# [Tugas yang Diberikan 1]
Jawablah pertanyaan-pertanyaan berikut berdasarkan teks bacaan tentang pajak digital di bawah.
(a) Berapa persen kontribusi sektor jasa terhadap PDB?
(b) Berapa nilai transaksi ekonomi digital pada tahun 2019?
(c) Berapa tarif PPh Pasal 22 yang dipungut platform e-commerce menurut PMK Nomor 37 Tahun 2025?

# [Teks Bacaan]
================

Pemerintah Genjot Pajak Digital, Kripto, dan Global Minimum Tax untuk Dorong Penerimaan Negara

IKPI, Jakarta: Pemerintah semakin serius menggarap potensi penerimaan dari sektor ekonomi digital yang pertumbuhannya kian pesat. Staf Ahli Menteri Keuangan Bidang Kepatuhan Pajak, Yon Arsal, menyebut ekonomi digital kini telah menjadi salah satu motor utama penggerak perekonomian nasional.

“Kalau kita lihat, sektor jasa PDB kita tumbuh sangat signifikan. Kontribusinya sudah mencapai 54,95% terhadap PDB, dengan transaksi ekonomi digital yang terus melonjak. Tahun lalu, nilai transaksinya mencapai Rp1.454 triliun atau 6,6% terhadap PDB, jauh lebih tinggi dibanding tahun 2019 yang hanya Rp556 triliun,” kata Yon Arsal dalam webinar Ikatan Sarjana Ekonomi Indonesia, Selasa (26/8/2025).

Untuk mendukung penerimaan negara, Yon menjelaskan terdapat tiga kebijakan baru yang tengah dijalankan pemerintah, yakni pajak digital, pajak aset kripto, dan pajak minimum global.

Pertama, pajak digital kini diatur dalam PMK Nomor 37 Tahun 2025. Dalam aturan tersebut, platform e-commerce baik dalam maupun luar negeri ditunjuk sebagai pemungut PPh Pasal 22 sebesar 0,5% dari peredaran bruto penjualan oleh pedagang dalam negeri.

“Ini bukan jenis pajak baru, melainkan pengaturan mekanisme pelaporan agar lebih sederhana dan memberikan kemudahan bagi wajib pajak,” jelas Yon.

================

# [Bahan yang Disediakan]
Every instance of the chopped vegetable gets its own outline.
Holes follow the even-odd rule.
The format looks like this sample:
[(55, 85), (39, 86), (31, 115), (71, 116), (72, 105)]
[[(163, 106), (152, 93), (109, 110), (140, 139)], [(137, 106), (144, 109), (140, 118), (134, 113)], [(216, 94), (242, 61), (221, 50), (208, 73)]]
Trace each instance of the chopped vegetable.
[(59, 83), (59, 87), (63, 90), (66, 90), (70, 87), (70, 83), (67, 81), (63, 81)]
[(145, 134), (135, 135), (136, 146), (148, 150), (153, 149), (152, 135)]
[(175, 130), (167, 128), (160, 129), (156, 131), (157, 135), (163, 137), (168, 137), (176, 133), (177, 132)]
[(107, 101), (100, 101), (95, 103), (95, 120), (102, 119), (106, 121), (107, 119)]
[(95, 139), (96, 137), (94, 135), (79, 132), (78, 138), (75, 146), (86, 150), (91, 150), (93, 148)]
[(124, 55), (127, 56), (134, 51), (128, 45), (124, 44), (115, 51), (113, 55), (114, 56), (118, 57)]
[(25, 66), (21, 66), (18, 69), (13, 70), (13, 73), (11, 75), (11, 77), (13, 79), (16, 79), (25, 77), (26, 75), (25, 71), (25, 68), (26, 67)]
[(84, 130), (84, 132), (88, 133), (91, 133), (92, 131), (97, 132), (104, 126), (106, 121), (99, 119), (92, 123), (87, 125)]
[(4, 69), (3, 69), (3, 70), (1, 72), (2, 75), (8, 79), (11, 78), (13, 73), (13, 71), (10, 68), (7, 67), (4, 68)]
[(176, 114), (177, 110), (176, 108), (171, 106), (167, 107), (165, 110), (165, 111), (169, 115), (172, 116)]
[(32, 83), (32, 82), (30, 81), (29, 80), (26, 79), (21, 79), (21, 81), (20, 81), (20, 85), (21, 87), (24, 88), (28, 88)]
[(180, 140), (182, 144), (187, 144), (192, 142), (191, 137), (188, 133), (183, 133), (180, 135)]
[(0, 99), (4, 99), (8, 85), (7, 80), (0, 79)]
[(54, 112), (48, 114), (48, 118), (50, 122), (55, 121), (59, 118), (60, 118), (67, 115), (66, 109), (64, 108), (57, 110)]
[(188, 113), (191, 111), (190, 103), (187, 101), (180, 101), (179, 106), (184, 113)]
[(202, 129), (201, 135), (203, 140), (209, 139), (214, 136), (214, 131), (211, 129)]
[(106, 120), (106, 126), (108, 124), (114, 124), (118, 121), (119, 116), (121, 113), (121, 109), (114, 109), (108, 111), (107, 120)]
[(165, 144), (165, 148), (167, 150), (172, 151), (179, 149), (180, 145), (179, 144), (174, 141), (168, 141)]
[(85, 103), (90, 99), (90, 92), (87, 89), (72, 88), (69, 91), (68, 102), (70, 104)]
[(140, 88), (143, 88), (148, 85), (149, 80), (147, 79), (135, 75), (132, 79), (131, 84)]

================

# [Tugas yang Diberikan 2]
Ubah baris-baris catatan di atas menjadi tabel Markdown dengan kolom No dan Baris, tanpa menyertakan baris kosong. Mulailah dari baris pertama catatan dan berhentilah setelah baris yang memuat "123), (87, 125)]", termasuk baris itu sendiri.

# [Jawaban Lengkap 1]
(a) Kontribusinya mencapai 54,95% terhadap PDB.
(b) Nilainya hanya Rp556 triliun.
(c) Tarifnya 0,5% dari peredaran bruto penjualan oleh pedagang dalam negeri.

# [Jawaban Lengkap 2]
| No | Baris |
|---|---|
| 1 | Every instance of the chopped vegetable gets its own outline. |
| 2 | Holes follow the even-odd rule. |
| 3 | The format looks like this sample: |
| 4 | [(55, 85), (39, 86), (31, 115), (71, 116), (72, 105)] |
| 5 | [[(163, 106), (152, 93), (109, 110), (140, 139)], [(137, 106), (144, 109), (140, 118), (134, 113)], [(216, 94), (242, 61), (221, 50), (208, 73)]] |
| 6 | Trace each instance of the chopped vegetable. |
| 7 | [(59, 83), (59, 87), (63, 90), (66, 90), (70, 87), (70, 83), (67, 81), (63, 81)] |
| 8 | [(145, 134), (135, 135), (136, 146), (148, 150), (153, 149), (152, 135)] |
| 9 | [(175, 130), (167, 128), (160, 129), (156, 131), (157, 135), (163, 137), (168, 137), (176, 133), (177, 132)] |
| 10 | [(107, 101), (100, 101), (95, 103), (95, 120), (102, 119), (106, 121), (107, 119)] |
| 11 | [(95, 139), (96, 137), (94, 135), (79, 132), (78, 138), (75, 146), (86, 150), (91, 150), (93, 148)] |
| 12 | [(124, 55), (127, 56), (134, 51), (128, 45), (124, 44), (115, 51), (113, 55), (114, 56), (118, 57)] |
| 13 | [(25, 66), (21, 66), (18, 69), (13, 70), (13, 73), (11, 75), (11, 77), (13, 79), (16, 79), (25, 77), (26, 75), (25, 71), (25, 68), (26, 67)] |
| 14 | [(84, 130), (84, 132), (88, 133), (91, 133), (92, 131), (97, 132), (104, 126), (106, 121), (99, 119), (92, 123), (87, 125)] |